Copy the records below word for word. Stop after the line that contains "Target: tree".

Source material:
┏━━
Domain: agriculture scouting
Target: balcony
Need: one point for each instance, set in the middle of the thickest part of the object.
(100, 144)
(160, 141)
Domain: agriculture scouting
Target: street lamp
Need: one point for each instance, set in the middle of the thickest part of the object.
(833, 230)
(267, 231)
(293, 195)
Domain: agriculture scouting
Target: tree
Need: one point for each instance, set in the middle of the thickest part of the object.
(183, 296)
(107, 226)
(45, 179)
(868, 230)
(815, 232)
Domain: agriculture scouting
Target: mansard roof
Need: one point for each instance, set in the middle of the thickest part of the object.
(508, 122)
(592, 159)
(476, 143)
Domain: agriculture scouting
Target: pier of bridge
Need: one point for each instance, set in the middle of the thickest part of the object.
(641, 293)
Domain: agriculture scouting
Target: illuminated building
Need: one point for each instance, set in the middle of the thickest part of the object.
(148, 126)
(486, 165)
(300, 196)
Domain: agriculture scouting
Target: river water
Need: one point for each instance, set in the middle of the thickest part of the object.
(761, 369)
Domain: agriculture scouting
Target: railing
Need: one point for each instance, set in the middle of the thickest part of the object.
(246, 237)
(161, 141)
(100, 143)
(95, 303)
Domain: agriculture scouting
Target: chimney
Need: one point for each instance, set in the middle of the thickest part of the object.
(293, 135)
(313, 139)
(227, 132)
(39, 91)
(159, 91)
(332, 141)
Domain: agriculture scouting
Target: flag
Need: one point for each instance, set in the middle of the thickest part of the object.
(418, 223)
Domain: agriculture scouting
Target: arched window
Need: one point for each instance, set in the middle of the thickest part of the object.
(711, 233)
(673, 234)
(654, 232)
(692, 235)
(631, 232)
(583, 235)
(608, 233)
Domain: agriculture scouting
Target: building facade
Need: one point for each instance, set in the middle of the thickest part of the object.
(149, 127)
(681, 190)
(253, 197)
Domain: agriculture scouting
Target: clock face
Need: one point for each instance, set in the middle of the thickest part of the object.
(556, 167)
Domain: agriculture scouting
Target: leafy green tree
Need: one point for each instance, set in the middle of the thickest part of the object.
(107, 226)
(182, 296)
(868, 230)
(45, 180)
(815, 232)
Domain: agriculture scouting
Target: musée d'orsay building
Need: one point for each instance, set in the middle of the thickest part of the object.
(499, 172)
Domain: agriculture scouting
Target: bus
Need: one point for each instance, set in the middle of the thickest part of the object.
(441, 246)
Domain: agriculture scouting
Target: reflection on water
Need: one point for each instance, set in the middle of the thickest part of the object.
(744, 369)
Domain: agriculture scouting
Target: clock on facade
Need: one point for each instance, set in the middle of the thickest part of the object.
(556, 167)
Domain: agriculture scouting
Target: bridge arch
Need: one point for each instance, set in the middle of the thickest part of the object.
┗━━
Written reply:
Domain: agriculture scouting
Target: balcony
Need: one point for each instance, set in the middle of the thickest part of the object.
(100, 144)
(160, 141)
Domain: agriculture scouting
Target: street lamp
Need: one point for each instance, set in the middle of the thickest part of the object.
(833, 230)
(267, 231)
(293, 195)
Domain: agriculture scouting
Target: tree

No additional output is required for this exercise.